WORK TO BE COMPLETED:
Count how many lines of the items below contain the word "snow", and reply with the number alone.

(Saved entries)
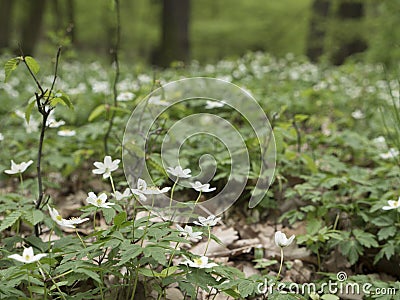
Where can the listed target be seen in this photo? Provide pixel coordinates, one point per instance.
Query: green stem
(280, 267)
(52, 280)
(172, 192)
(94, 220)
(29, 284)
(77, 233)
(209, 239)
(112, 184)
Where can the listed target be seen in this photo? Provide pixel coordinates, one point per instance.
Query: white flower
(179, 172)
(205, 188)
(142, 189)
(52, 123)
(27, 256)
(358, 114)
(392, 153)
(98, 201)
(119, 196)
(64, 222)
(66, 132)
(156, 100)
(201, 263)
(393, 204)
(214, 104)
(380, 142)
(18, 168)
(209, 221)
(125, 96)
(188, 232)
(106, 167)
(281, 240)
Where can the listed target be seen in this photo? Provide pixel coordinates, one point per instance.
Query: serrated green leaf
(120, 218)
(246, 288)
(10, 66)
(10, 220)
(157, 253)
(366, 239)
(33, 216)
(386, 232)
(32, 64)
(89, 273)
(97, 112)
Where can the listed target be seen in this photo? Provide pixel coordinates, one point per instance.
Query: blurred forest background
(162, 32)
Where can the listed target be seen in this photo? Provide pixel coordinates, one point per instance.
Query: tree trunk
(174, 44)
(318, 28)
(6, 7)
(32, 25)
(354, 11)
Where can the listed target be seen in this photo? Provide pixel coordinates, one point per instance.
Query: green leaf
(28, 110)
(10, 66)
(97, 112)
(90, 274)
(246, 288)
(32, 64)
(157, 253)
(386, 232)
(366, 239)
(10, 219)
(120, 218)
(33, 216)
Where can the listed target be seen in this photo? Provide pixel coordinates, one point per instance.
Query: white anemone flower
(205, 188)
(64, 222)
(189, 233)
(200, 263)
(66, 132)
(119, 196)
(18, 168)
(392, 204)
(214, 104)
(142, 189)
(392, 153)
(281, 240)
(207, 222)
(179, 172)
(27, 256)
(98, 201)
(106, 167)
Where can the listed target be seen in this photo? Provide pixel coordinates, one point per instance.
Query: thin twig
(115, 51)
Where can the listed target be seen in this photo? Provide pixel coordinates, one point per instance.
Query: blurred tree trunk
(174, 44)
(354, 11)
(32, 25)
(71, 20)
(6, 7)
(317, 30)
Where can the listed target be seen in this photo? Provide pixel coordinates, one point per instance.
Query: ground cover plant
(71, 227)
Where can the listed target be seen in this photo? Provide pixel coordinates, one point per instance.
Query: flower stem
(208, 242)
(172, 192)
(280, 267)
(112, 184)
(94, 219)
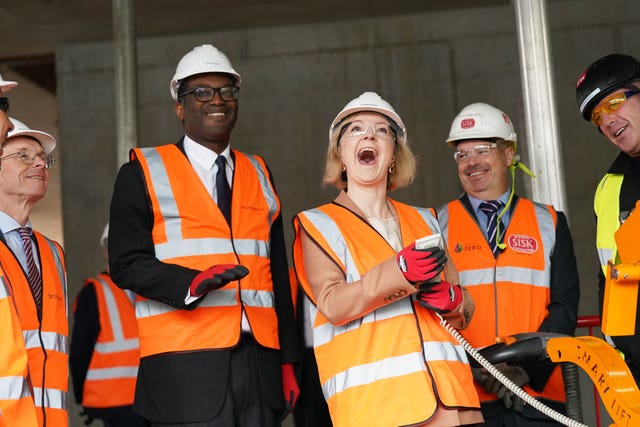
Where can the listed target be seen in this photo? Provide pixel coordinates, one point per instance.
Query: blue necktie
(491, 209)
(223, 192)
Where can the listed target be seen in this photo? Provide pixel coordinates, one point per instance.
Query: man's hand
(420, 265)
(289, 386)
(216, 277)
(440, 297)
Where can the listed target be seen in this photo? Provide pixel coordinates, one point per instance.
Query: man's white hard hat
(201, 59)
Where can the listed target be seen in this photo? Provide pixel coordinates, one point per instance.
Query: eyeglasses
(29, 157)
(207, 93)
(357, 130)
(610, 104)
(4, 104)
(465, 155)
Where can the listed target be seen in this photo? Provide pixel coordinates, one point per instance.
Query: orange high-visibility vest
(112, 373)
(393, 365)
(190, 230)
(514, 289)
(16, 403)
(46, 339)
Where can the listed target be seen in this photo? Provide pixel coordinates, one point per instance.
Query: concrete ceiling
(32, 28)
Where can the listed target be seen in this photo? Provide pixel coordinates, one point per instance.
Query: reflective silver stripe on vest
(176, 245)
(112, 373)
(57, 258)
(267, 191)
(52, 341)
(13, 388)
(218, 298)
(53, 398)
(443, 350)
(372, 372)
(119, 343)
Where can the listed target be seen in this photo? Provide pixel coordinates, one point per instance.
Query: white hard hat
(201, 59)
(370, 101)
(105, 236)
(480, 121)
(6, 85)
(47, 141)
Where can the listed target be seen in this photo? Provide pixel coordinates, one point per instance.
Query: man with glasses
(34, 270)
(516, 259)
(196, 232)
(606, 95)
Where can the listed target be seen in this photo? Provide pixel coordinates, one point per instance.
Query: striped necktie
(491, 209)
(35, 280)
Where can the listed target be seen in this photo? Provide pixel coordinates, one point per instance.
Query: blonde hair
(404, 164)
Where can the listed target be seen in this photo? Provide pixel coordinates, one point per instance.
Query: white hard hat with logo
(370, 101)
(481, 121)
(47, 141)
(201, 59)
(6, 85)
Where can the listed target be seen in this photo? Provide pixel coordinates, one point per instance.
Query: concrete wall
(296, 78)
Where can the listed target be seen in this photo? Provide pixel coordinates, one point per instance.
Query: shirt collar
(203, 156)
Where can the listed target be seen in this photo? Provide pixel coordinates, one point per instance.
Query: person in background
(34, 271)
(515, 257)
(196, 232)
(104, 351)
(606, 96)
(383, 357)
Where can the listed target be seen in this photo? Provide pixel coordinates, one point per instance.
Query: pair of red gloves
(216, 277)
(422, 267)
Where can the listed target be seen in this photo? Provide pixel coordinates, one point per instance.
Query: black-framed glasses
(28, 157)
(4, 104)
(207, 93)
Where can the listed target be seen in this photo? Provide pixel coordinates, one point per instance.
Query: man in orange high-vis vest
(196, 232)
(104, 352)
(34, 270)
(514, 256)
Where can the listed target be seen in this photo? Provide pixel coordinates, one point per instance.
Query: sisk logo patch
(523, 243)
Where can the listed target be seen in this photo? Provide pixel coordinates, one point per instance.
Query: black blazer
(188, 386)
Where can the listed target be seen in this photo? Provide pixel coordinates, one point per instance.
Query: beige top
(341, 302)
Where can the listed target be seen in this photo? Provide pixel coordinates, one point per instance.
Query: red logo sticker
(523, 243)
(467, 123)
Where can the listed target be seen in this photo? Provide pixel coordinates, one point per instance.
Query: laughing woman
(383, 358)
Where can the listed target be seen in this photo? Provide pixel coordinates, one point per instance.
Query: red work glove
(216, 277)
(289, 386)
(420, 265)
(440, 297)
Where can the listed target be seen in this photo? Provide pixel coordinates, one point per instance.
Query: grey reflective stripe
(444, 350)
(4, 292)
(368, 373)
(53, 398)
(14, 388)
(164, 193)
(52, 341)
(218, 298)
(259, 299)
(332, 234)
(324, 333)
(443, 220)
(605, 255)
(112, 373)
(521, 275)
(213, 246)
(119, 342)
(62, 275)
(267, 191)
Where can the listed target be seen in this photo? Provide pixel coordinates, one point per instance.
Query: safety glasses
(610, 104)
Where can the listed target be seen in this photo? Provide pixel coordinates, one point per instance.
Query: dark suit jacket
(187, 386)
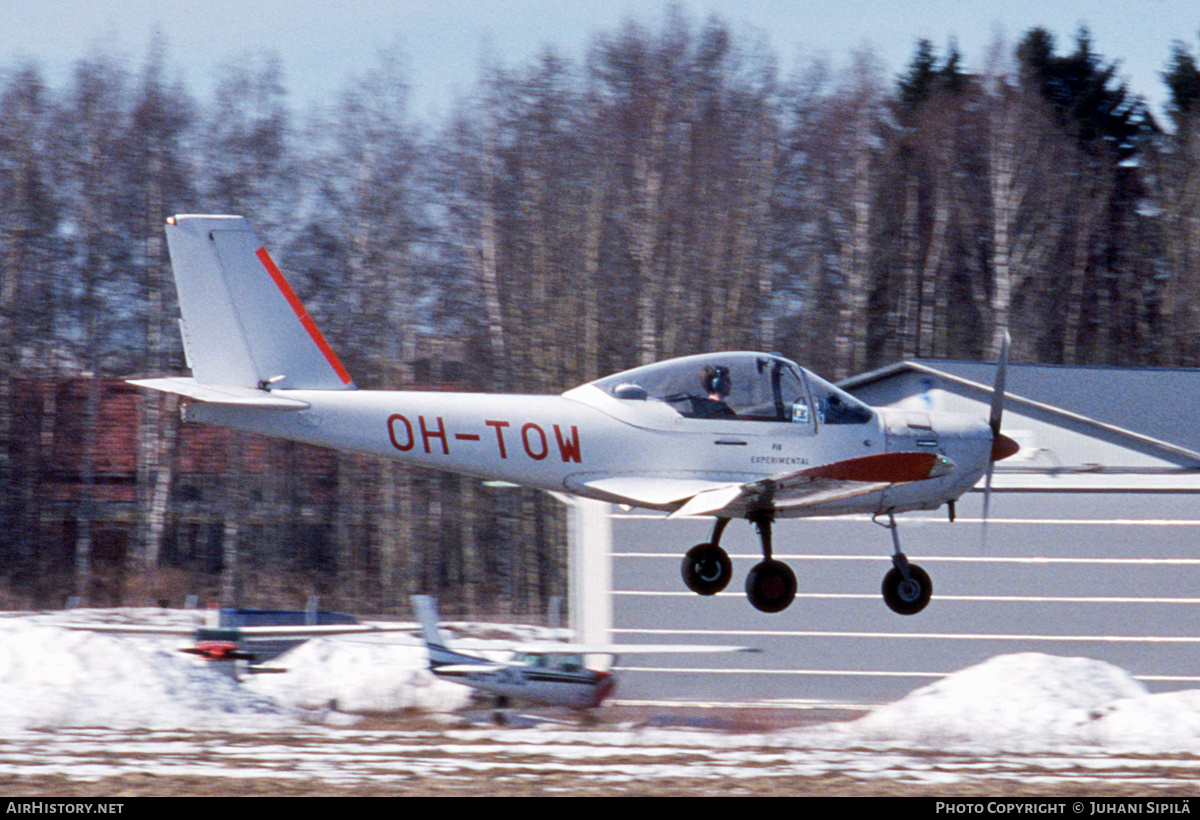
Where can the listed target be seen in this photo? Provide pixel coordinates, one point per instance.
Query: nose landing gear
(707, 568)
(771, 585)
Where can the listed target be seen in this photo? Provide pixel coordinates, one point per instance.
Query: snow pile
(54, 677)
(358, 675)
(1035, 701)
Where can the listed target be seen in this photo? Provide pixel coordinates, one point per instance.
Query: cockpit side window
(835, 406)
(743, 387)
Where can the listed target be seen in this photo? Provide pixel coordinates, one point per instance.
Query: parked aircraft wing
(630, 648)
(817, 485)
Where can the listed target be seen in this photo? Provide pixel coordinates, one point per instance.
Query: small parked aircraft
(736, 435)
(543, 674)
(251, 635)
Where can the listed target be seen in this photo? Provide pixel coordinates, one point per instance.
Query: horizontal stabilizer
(222, 394)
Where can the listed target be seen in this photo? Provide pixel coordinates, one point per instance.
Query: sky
(324, 42)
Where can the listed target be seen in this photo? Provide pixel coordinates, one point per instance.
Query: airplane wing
(631, 648)
(300, 630)
(805, 488)
(816, 485)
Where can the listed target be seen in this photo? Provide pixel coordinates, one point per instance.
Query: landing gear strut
(707, 568)
(771, 585)
(906, 587)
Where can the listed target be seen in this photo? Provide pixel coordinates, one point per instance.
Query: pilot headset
(717, 379)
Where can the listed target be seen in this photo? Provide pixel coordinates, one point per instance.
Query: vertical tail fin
(243, 324)
(426, 608)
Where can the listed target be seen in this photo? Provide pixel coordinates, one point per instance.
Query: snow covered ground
(84, 706)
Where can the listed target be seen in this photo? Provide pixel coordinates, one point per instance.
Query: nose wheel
(771, 585)
(707, 568)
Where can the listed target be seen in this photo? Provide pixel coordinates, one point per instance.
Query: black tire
(911, 597)
(771, 586)
(707, 569)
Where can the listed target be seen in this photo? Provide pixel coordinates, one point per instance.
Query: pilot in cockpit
(717, 383)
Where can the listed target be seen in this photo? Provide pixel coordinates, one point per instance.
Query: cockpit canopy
(747, 387)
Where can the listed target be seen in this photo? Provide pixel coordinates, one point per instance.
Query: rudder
(243, 325)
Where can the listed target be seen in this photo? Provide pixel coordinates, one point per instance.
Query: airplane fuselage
(591, 444)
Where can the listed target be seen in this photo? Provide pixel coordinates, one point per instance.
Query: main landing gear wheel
(707, 569)
(771, 586)
(907, 596)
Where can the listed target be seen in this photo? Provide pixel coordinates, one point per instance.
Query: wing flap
(653, 491)
(813, 486)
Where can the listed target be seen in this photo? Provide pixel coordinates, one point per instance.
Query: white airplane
(544, 674)
(724, 435)
(255, 636)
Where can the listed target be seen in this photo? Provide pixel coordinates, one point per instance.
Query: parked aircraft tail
(243, 324)
(426, 608)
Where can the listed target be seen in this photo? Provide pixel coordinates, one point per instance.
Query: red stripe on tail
(303, 315)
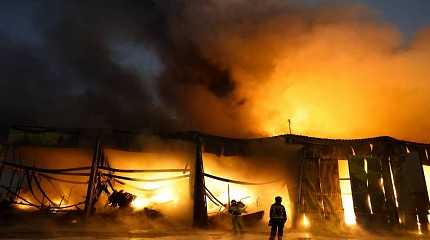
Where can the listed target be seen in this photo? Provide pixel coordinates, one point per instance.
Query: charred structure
(374, 182)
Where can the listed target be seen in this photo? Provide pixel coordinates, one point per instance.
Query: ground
(191, 235)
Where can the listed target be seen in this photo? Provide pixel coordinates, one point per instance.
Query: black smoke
(65, 72)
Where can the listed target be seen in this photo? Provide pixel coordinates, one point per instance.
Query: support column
(200, 212)
(92, 181)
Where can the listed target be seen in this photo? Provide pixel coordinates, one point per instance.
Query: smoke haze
(233, 68)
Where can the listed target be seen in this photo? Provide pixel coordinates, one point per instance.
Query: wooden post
(200, 212)
(299, 190)
(89, 200)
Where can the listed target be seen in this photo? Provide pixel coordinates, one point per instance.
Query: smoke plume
(235, 68)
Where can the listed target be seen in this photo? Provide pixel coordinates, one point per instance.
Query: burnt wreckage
(374, 182)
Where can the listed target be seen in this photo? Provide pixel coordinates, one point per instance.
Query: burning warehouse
(191, 177)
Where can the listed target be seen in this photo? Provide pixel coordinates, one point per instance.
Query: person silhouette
(278, 217)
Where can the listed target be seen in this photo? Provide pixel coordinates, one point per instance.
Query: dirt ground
(192, 235)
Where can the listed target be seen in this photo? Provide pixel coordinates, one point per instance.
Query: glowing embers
(346, 192)
(394, 184)
(426, 170)
(305, 221)
(152, 194)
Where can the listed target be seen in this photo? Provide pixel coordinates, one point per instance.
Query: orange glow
(346, 193)
(305, 221)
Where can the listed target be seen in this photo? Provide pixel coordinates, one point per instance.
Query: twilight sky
(229, 67)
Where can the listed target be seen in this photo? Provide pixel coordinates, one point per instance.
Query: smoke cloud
(234, 68)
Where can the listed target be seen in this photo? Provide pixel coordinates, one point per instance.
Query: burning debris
(195, 177)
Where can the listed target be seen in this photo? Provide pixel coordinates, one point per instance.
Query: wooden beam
(200, 212)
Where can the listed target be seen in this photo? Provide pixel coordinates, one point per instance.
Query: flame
(346, 193)
(305, 221)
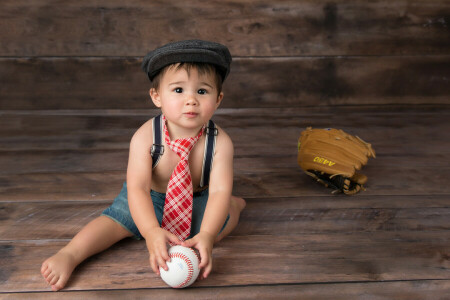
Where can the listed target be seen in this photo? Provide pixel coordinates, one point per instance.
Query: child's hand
(203, 242)
(156, 241)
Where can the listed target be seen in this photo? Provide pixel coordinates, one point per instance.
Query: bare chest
(169, 160)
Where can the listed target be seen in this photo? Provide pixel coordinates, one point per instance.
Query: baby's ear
(219, 100)
(155, 97)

REPLY:
2